# boner (meaning)



## moises

hola a todos como esta quiero que medigan si esta a sus alcanse el significado de  *boner* y sus usos de acuerdo ala sircuntancia


----------



## Pablo de los EU

Bueno, es posible que hay otro contexto, pero un "boner" es cuando uno tiene el pene duro. Un "bone" es un hueso.


----------



## tigger_uhuhu

Hola,
el diccionario de WR dice:
*boner*:
nf.  metedura de pata
Saludos
Tigger


----------



## Pablo de los EU

Si, eso tambien. Pero no se usa mucho asi.


----------



## jacinta

Sí, hoy en día boner tiene la conotación de una erección *solamente.*

boner= hard on = erection

Tendrías que explicarte muy cuidadosamente si tuviera otro significado!


----------



## Soy Yo

No creo que sea necesario explicar tanto:  "Boy, he just pulled a boner!"  cometió un error risible y embarazoso.  Solo los que tienen su "mind in the gutter" van a pensar otra cosa.


----------



## jacinta

Hahaha!  Okay, así soy!   

¡Sólo que no sabía el otro significado! y es la primera cosa que me viene a mente.


----------



## COLsass

Soy Yo said:
			
		

> No creo que sea necesario explicar tanto: "Boy, he just pulled a boner!" cometió un error risible y embarazoso. Solo los que tienen su "mind in the gutter" van a pensar otra cosa.

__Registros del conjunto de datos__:
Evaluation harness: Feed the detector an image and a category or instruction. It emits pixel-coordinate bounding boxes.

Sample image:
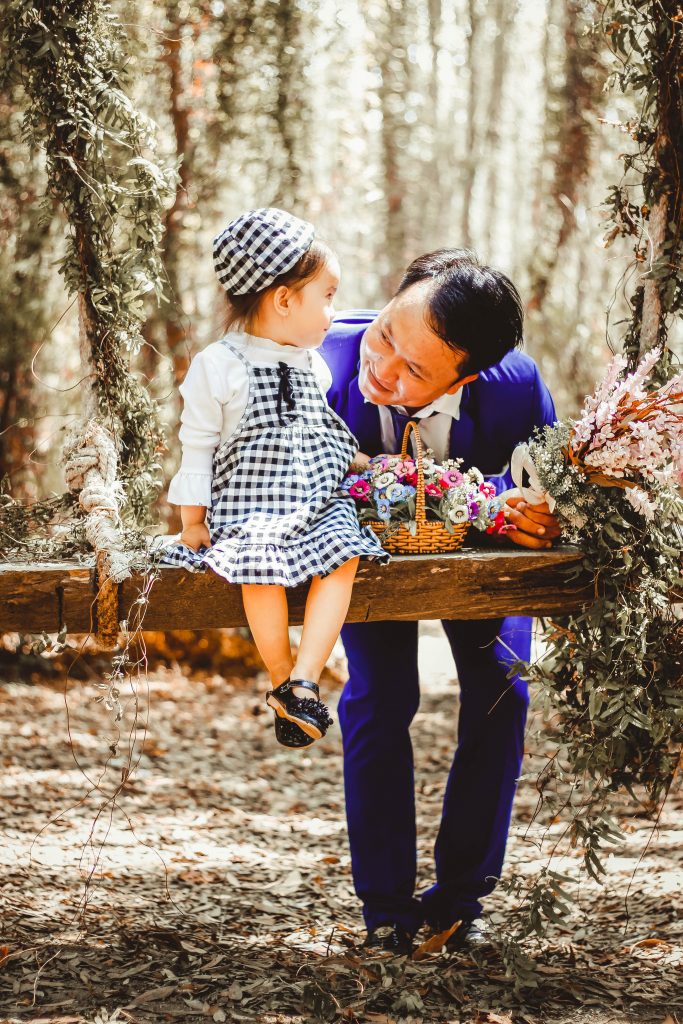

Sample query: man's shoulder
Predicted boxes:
[475,349,539,390]
[318,309,377,382]
[321,309,377,353]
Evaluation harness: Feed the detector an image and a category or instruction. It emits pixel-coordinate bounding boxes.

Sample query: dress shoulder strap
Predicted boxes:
[219,334,252,374]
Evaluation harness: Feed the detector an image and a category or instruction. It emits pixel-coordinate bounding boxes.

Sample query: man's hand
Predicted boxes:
[504,494,561,548]
[180,522,211,551]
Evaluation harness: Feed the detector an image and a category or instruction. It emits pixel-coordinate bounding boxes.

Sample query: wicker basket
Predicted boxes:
[369,420,470,555]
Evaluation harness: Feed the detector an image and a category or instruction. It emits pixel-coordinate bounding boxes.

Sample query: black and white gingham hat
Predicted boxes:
[213,207,314,295]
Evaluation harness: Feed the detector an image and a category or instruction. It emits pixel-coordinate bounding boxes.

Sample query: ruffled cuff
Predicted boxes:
[168,469,212,508]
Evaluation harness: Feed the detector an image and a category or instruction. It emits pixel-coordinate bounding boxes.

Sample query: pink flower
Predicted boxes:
[348,480,370,502]
[439,469,463,490]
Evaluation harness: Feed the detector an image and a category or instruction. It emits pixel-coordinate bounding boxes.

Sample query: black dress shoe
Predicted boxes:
[362,925,413,956]
[265,679,332,739]
[443,918,490,953]
[275,715,314,746]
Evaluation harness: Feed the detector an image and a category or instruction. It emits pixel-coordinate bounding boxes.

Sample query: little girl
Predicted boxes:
[163,209,388,746]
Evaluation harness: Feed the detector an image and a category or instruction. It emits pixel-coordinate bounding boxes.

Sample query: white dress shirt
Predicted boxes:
[168,331,332,508]
[374,388,463,462]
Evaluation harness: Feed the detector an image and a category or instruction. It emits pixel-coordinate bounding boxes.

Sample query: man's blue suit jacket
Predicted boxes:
[319,310,555,494]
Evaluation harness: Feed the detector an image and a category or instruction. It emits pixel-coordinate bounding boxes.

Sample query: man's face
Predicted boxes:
[358,282,476,409]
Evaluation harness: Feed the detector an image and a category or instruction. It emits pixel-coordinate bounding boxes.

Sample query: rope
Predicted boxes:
[61,420,130,648]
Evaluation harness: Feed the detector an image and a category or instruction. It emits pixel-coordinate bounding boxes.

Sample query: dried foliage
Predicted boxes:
[602,0,683,368]
[0,638,683,1024]
[0,0,174,522]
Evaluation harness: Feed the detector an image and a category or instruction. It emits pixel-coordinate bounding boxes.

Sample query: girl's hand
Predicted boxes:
[180,522,211,551]
[348,452,370,473]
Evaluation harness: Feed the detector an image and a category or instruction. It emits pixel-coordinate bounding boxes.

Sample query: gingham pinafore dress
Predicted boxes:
[161,340,389,587]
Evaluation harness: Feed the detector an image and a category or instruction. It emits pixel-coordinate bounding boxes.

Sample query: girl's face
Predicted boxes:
[286,254,341,348]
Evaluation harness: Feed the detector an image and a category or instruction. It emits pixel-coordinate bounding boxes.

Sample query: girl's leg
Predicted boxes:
[291,558,359,697]
[242,584,293,686]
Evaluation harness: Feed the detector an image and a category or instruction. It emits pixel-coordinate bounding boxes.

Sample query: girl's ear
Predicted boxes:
[272,285,292,316]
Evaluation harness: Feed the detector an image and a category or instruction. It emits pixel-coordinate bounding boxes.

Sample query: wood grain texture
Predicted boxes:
[0,548,593,633]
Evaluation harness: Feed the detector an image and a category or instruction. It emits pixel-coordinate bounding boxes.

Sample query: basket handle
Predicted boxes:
[400,420,427,523]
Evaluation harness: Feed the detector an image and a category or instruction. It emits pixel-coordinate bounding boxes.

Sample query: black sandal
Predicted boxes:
[265,679,332,739]
[274,715,314,749]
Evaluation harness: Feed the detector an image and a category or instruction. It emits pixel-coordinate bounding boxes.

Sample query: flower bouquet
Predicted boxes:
[511,350,683,541]
[342,421,499,554]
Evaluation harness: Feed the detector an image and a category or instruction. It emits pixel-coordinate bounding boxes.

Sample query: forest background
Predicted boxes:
[0,0,655,511]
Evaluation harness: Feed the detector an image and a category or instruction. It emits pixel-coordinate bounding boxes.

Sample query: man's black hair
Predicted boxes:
[396,249,524,376]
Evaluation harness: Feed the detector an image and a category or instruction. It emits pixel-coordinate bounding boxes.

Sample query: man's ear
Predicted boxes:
[272,285,292,316]
[445,374,479,394]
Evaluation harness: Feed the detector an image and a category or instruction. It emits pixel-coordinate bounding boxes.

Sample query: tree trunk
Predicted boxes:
[527,0,606,310]
[379,0,410,295]
[481,0,517,253]
[460,0,482,248]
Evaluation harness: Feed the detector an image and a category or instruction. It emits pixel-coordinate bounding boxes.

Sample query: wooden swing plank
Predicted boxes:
[0,548,593,633]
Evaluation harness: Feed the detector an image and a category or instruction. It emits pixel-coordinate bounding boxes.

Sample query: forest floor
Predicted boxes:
[0,625,683,1024]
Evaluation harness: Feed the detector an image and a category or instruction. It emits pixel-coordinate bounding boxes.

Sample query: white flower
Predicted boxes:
[449,505,470,522]
[626,487,657,522]
[510,444,555,512]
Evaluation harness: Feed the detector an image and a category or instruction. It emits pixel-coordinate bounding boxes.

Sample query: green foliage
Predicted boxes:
[0,0,175,522]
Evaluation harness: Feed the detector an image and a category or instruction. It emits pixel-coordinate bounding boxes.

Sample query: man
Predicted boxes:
[321,250,559,952]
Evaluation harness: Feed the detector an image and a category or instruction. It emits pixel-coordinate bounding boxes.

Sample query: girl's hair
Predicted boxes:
[223,239,332,332]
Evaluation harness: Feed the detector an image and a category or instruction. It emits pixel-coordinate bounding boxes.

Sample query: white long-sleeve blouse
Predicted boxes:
[168,331,332,508]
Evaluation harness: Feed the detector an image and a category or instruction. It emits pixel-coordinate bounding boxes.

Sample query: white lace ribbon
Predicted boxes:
[510,444,555,512]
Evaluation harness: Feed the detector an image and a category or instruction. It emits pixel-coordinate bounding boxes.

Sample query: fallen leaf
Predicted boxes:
[413,921,460,961]
[126,985,178,1010]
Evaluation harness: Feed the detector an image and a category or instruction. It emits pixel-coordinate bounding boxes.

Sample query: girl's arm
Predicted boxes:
[180,505,211,551]
[168,342,249,550]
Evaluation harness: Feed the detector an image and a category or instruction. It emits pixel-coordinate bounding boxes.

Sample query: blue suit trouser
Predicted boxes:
[339,617,531,933]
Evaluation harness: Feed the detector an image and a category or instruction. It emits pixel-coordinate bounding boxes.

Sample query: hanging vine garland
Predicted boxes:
[0,0,177,540]
[503,8,683,985]
[601,0,683,368]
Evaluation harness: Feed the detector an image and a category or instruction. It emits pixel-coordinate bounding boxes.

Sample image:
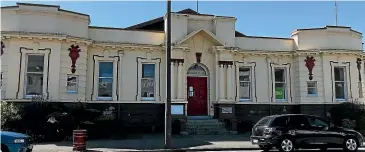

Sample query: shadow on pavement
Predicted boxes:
[40,134,249,150]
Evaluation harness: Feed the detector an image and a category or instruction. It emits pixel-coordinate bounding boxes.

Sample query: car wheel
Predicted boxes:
[343,137,359,152]
[1,144,9,152]
[259,145,272,152]
[277,138,294,152]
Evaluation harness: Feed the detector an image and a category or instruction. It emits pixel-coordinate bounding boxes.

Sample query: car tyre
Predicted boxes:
[276,137,295,152]
[1,144,9,152]
[259,145,272,152]
[343,136,359,152]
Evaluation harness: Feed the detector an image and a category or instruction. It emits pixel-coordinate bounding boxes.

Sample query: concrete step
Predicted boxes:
[187,119,222,123]
[187,116,213,120]
[186,124,226,128]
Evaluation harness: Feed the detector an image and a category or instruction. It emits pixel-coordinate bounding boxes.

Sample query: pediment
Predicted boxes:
[176,28,224,46]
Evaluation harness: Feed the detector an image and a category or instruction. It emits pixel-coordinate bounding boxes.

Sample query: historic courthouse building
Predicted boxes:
[1,3,365,133]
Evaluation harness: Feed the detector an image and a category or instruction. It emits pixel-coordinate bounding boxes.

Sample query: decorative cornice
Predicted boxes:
[171,59,184,64]
[218,61,233,66]
[1,31,92,45]
[15,8,90,24]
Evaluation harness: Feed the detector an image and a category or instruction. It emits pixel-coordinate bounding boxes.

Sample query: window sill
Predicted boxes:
[238,99,251,102]
[336,99,346,102]
[96,97,113,100]
[275,99,288,102]
[141,97,155,101]
[307,94,318,97]
[67,91,77,94]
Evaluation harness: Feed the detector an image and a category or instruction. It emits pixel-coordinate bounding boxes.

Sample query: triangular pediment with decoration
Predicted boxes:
[176,28,225,46]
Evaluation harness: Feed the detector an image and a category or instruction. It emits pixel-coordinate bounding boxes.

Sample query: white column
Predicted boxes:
[227,65,233,100]
[177,63,185,99]
[171,62,176,99]
[219,64,225,100]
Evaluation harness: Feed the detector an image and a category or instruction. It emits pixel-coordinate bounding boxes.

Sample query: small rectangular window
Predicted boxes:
[66,74,79,93]
[141,64,155,100]
[25,54,44,96]
[171,105,184,115]
[238,67,251,101]
[221,107,233,113]
[274,68,287,101]
[307,81,317,95]
[98,62,114,100]
[333,67,346,100]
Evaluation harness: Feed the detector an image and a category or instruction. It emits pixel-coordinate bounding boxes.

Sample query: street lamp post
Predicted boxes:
[165,0,171,149]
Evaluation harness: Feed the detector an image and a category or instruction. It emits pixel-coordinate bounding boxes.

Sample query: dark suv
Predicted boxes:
[251,114,363,152]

__Por hacer__:
- A) Extrae de los registros cada línea que contenga la palabra "girl". Distingue entre mayúsculas y minúsculas.
- B) Prosigue el hilo de foro sobre el significado de "boner" a partir de su última línea.

__Resultados del ejercicio__:
- A)
Sample query: little girl
Sample query: girl's hand
Sample query: girl's face
Sample query: girl's leg
Sample query: girl's ear
Sample query: girl's hair
Sample query: girl's arm

- B)
umm, pues tengo la "mind in the gutter" porque  es la primera vez que escucho pull a boner para significar "to trip up/make a fool of oneself"

pull a boner causa la risa por otros motivos...los del significado literal...in my humble opinion...


----------



## Soy Yo

No sé cuál puede ser el significado literal puesto que no hay huesos en los "boners" de las cuales tú hablas.

La definición del diccionario es: 

boner "one that bones" 
(to bone = quitarle los huesos a algo)
Hay otras acepciones para "to bone", ninguna de las cuales tiene que ver con excitación sexual.

La otra definicion para "boner" que se da: "blunder, howler"...y eso es lo que quiere decir "to pull a boner" "to commit a blunder".


----------



## jacinta

Soy yo:  ¿De dónde eres?  Lo encuentro muy difícil creer que al oír una vez la palabra "boner" en cualquier contexto, una persona no pensaría inmediato en una erección, sin expresarlo o no.  Quizas vivo en una sociedad muy, muy baja!!!


----------



## COLsass

Quizas tenga mas que ver con la edad que el "de donde."  Porque estoy de acuerdo.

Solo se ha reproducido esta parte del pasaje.